§ CONSEGNA:
Riscala le righe che vanno da quella contenente "Would you be able to indicate the bare" fino alla fine delle righe, estremi compresi, e riportale tutte, richieste incluse. Moltiplica per 2,45 soltanto le coordinate delle risposte, arrotondandole all'intero (le metà per eccesso).

§ DATI FORNITI:
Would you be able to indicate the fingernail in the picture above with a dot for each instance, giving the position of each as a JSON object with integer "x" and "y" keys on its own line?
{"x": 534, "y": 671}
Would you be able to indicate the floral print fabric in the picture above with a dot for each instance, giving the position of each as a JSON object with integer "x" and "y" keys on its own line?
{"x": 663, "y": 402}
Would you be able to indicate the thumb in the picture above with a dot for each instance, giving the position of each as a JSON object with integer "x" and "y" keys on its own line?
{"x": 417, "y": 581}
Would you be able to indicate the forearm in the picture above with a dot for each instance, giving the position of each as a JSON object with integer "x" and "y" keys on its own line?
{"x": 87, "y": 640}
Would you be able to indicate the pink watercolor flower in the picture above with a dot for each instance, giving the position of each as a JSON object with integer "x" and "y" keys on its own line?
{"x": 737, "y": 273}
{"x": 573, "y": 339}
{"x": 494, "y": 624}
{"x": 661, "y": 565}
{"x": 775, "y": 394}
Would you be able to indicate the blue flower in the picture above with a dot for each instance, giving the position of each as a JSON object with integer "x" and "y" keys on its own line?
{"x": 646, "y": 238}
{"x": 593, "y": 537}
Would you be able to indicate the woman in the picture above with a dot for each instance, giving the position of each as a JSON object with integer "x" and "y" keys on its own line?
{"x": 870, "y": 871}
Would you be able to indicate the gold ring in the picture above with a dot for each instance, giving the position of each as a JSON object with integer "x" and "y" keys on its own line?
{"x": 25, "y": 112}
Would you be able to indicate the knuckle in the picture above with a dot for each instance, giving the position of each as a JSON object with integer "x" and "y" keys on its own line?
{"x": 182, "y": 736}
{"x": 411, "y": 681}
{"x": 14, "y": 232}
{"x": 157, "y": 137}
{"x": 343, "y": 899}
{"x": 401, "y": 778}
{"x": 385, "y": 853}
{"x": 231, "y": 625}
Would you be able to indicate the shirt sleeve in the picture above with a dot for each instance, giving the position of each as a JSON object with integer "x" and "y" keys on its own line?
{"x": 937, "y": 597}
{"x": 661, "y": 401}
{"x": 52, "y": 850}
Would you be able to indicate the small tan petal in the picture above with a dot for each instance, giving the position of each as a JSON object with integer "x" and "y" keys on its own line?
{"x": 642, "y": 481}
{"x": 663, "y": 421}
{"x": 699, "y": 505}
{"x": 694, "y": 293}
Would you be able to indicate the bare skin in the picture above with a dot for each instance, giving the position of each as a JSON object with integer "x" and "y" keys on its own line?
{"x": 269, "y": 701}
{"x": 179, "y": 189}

§ RISULTATO DELL'ESERCIZIO:
Would you be able to indicate the bare skin in the picture above with a dot for each instance, giving the position of each as a JSON object with integer "x" and "y" keys on its own line?
{"x": 659, "y": 1717}
{"x": 439, "y": 463}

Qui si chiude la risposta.